======== STORED DATA

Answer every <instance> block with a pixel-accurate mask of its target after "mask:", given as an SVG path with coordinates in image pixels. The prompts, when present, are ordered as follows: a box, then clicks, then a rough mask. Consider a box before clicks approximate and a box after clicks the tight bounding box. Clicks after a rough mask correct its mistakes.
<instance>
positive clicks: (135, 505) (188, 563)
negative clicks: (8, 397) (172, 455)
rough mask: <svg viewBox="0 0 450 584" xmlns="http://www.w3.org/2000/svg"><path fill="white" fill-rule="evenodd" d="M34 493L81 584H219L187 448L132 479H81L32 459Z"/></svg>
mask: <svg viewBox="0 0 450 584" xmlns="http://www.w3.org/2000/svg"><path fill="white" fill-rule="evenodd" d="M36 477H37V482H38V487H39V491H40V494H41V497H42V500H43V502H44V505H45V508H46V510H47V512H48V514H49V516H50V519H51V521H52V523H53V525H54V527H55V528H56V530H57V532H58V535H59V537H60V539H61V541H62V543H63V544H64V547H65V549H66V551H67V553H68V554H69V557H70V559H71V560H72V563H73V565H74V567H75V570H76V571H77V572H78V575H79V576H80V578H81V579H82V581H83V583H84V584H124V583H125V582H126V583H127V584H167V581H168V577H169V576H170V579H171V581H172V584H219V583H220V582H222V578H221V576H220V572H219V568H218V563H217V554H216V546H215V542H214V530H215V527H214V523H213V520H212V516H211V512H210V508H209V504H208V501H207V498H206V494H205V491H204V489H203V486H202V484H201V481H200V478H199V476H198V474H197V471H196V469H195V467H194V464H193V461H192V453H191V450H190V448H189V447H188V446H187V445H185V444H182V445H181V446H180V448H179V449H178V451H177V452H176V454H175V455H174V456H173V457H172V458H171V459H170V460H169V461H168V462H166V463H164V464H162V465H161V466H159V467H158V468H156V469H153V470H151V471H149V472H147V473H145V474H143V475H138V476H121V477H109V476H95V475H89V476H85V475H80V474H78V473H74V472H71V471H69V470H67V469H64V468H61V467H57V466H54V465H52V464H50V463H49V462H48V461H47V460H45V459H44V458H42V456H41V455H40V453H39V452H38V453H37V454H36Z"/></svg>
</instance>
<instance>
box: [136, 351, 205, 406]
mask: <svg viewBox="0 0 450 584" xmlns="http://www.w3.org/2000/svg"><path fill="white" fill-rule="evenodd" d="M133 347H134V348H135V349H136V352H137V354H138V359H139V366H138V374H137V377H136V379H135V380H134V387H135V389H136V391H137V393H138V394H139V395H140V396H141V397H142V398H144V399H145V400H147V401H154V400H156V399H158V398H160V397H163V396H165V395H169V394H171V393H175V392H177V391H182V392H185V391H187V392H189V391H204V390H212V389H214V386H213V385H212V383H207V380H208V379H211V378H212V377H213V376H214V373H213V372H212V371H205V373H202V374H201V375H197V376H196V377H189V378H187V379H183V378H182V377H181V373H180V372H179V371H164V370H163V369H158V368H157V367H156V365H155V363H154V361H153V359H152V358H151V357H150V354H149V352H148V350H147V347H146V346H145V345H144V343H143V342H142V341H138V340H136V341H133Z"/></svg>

================

- **YOUR ASSIGNMENT**: Each line of the data should be reproduced exactly as it appears.

- **TASK RESPONSE**:
Answer every <instance> block with a pixel-accurate mask of its target after "mask:", given as an SVG path with coordinates in image pixels. The prompts, when present, are ordered as follows: a box, then clicks, then a rough mask. Consider a box before clicks approximate and a box after clicks the tight bounding box. Clicks after a rough mask correct its mistakes.
<instance>
positive clicks: (135, 505) (188, 563)
negative clicks: (8, 397) (172, 455)
rough mask: <svg viewBox="0 0 450 584" xmlns="http://www.w3.org/2000/svg"><path fill="white" fill-rule="evenodd" d="M34 493L81 584H219L187 448L132 479H81L32 459Z"/></svg>
mask: <svg viewBox="0 0 450 584" xmlns="http://www.w3.org/2000/svg"><path fill="white" fill-rule="evenodd" d="M36 477H37V482H38V487H39V491H40V494H41V497H42V500H43V502H44V505H45V508H46V510H47V512H48V514H49V516H50V519H51V521H52V523H53V525H54V527H55V528H56V530H57V532H58V535H59V537H60V539H61V541H62V543H63V544H64V547H65V549H66V551H67V553H68V554H69V557H70V559H71V560H72V563H73V565H74V567H75V570H76V571H77V572H78V575H79V576H80V578H81V579H82V581H83V583H84V584H124V583H125V582H126V583H127V584H167V581H168V577H169V576H170V579H171V581H172V584H219V583H220V582H222V578H221V576H220V572H219V568H218V563H217V554H216V546H215V542H214V530H215V527H214V523H213V520H212V516H211V512H210V508H209V504H208V501H207V498H206V494H205V491H204V489H203V486H202V484H201V481H200V478H199V476H198V474H197V471H196V469H195V467H194V464H193V461H192V453H191V450H190V448H189V447H188V446H187V445H185V444H182V445H181V446H180V448H179V449H178V451H177V452H176V454H175V455H174V456H173V457H172V458H171V459H170V460H169V461H168V462H166V463H164V464H162V465H161V466H159V467H158V468H156V469H153V470H151V471H149V472H147V473H145V474H143V475H138V476H121V477H109V476H95V475H89V476H85V475H80V474H78V473H74V472H71V471H69V470H67V469H64V468H61V467H57V466H54V465H52V464H50V463H49V462H48V461H47V460H45V459H44V458H42V456H41V455H40V453H39V452H38V453H37V454H36Z"/></svg>
</instance>
<instance>
box: [136, 351, 205, 406]
mask: <svg viewBox="0 0 450 584" xmlns="http://www.w3.org/2000/svg"><path fill="white" fill-rule="evenodd" d="M133 347H134V348H135V349H136V352H137V354H138V359H139V366H138V374H137V377H136V379H135V380H134V387H135V389H136V391H137V393H138V394H139V395H140V396H141V397H142V398H144V399H145V400H147V401H154V400H156V399H158V398H160V397H163V396H165V395H169V394H171V393H175V392H177V391H182V392H185V391H187V392H189V391H204V390H212V389H214V386H213V385H212V383H207V380H208V379H211V378H212V377H213V376H214V373H213V372H212V371H205V373H202V374H201V375H197V376H196V377H189V378H187V379H183V378H182V377H181V373H180V372H179V371H164V370H163V369H158V368H157V367H156V365H155V363H154V361H153V359H152V358H151V357H150V354H149V352H148V350H147V347H146V346H145V345H144V343H143V342H142V341H138V340H136V341H133Z"/></svg>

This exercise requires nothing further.